*Text block*:
####
What is dental phobia and where does it come from?
The fear of visiting the dentist is also called dental phobia. However, the term does not describe an uneasiness patients experience before seeing the dentist but rather indicates a pathological fear. Phobia patients can hardly bring themselves to make an appointment at the dentist and then actually keep it. They often endure excruciating toothache until they just cannot stand it any longer. This creates a vicious circle because as their dental health deteriorates, necessary treatments will become more and more unpleasant. When the patients finally see the dentist, they experience palpitations, sweating, and trembling.
Dental phobia can be triggered, for example, by traumatic experiences during dental treatment. This does not only refer to physical pain. If dentists do not take patients’ concerns and fears seriously, this can have an equally negative impact on their psychological well-being. In addition, bad experiences by close friends and family can also be a trigger.
How to treat anxiety patients
The first step in adequately treating anxiety patients is probably to develop an understanding of their fear. However, empathy for the patient does not begin in the dental chair but rather with the very first contact between the practice and the patient. This is usually when they schedule an appointment. Things should run as smoothly and simply as possible. We recommend integrating software for online appointment scheduling directly into your website. This is the easiest way for dental anxiety patients to schedule their appointment. Your website should give patients a good feeling through a pleasant start page, authentic images, a modern design, and detailed information.
The same applies to your practice. A sterile interior that reminds patients of a hospital is not the way to go. Rather opt for a friendly design with warm colors. Plants, pictures, and relaxing music in the waiting room also have a positive effect. Apart from the inviting appearance of your dental practice, anxiety patients will value the empathetic attitude of your staff. A warm welcome will wash away any negative feelings. A positive working atmosphere, i.e., a respectful and friendly interaction among colleagues, influences the patient’s emotions. Training your staff on how to deal with anxiety patients may be useful. You can add questions about dental phobia and its severity to your medical history form. This way, you will be optimally prepared for the appointment. Also, keep the waiting time as short as possible, as this leaves the patient less time to worry.
####
*What this exercise asks*:
a) Can you output the part of the dental phobia article between "The same applies" and "time to worry.", inclusive, word for word?
b) Could you go on with the dental phobia article, picking up after its final sentence?
The listing after this is separate material, unrelated to the dental phobia article.

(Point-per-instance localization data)
####
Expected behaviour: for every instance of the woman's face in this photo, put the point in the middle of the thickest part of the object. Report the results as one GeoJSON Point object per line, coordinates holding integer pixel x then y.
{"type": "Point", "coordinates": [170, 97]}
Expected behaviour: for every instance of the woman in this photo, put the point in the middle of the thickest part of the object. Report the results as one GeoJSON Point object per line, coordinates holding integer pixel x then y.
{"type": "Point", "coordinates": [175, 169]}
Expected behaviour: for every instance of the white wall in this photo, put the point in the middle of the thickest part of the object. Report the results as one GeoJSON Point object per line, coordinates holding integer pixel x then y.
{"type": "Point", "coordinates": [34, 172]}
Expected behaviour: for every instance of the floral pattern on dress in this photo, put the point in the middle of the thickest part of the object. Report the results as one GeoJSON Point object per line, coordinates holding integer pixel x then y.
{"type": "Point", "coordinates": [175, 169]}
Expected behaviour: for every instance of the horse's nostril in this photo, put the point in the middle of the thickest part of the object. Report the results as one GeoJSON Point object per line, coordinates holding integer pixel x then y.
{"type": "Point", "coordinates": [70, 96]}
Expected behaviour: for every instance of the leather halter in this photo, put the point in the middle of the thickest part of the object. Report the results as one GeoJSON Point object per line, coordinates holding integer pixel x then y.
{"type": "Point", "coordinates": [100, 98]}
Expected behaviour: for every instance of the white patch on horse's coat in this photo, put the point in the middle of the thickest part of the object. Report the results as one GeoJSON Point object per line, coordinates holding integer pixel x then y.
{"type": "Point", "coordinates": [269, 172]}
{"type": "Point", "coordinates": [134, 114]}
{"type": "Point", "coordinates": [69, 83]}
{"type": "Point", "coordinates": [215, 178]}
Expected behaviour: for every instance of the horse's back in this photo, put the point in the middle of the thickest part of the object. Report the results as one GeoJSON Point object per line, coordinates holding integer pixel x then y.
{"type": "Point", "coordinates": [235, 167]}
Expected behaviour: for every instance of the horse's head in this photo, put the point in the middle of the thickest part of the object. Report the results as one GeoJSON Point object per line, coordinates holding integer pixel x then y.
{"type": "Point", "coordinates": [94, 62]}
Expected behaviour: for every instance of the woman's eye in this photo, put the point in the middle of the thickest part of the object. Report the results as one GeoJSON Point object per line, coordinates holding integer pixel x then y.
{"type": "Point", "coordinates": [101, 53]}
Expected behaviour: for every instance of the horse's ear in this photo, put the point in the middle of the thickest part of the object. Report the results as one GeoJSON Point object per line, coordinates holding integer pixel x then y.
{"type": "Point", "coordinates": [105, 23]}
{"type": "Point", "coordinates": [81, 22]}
####
*Responses for each task*:
a)
The same applies to your practice. A sterile interior that reminds patients of a hospital is not the way to go. Rather opt for a friendly design with warm colors. Plants, pictures, and relaxing music in the waiting room also have a positive effect. Apart from the inviting appearance of your dental practice, anxiety patients will value the empathetic attitude of your staff. A warm welcome will wash away any negative feelings. A positive working atmosphere, i.e., a respectful and friendly interaction among colleagues, influences the patient’s emotions. Training your staff on how to deal with anxiety patients may be useful. You can add questions about dental phobia and its severity to your medical history form. This way, you will be optimally prepared for the appointment. Also, keep the waiting time as short as possible, as this leaves the patient less time to worry.

b)
Treating anxiety patients usually takes up more of your time. Remember to plan for longer appointments. The patient should feel in good hands. It helps to listen intently, show understanding, explain the procedure gently, and communicate at eye level. Answer questions patiently and thoroughly. Moreover, anxiety patients should not have to sit in the dental chair for their first appointment. Instead, choose a separate room and try to build trust through verbal and nonverbal communication (such as nodding your head, agreeing, or asking questions). Always act in the patient’s best interest, do not stir up unnecessary fears of possible pain but do not give the wrong impression either. Address the options for low-pain treatment through anesthesia or minimally invasive procedures. Another tried and tested method is sedation with nitrous oxide. It is completely harmless and has an analgesic and relaxing effect on the patient. In short: Be honest, empathetic, and take your time when treating anxiety patients. This will make the treatment more pleasant for everyone involved and may also help the patients to cope with their phobia in the long term.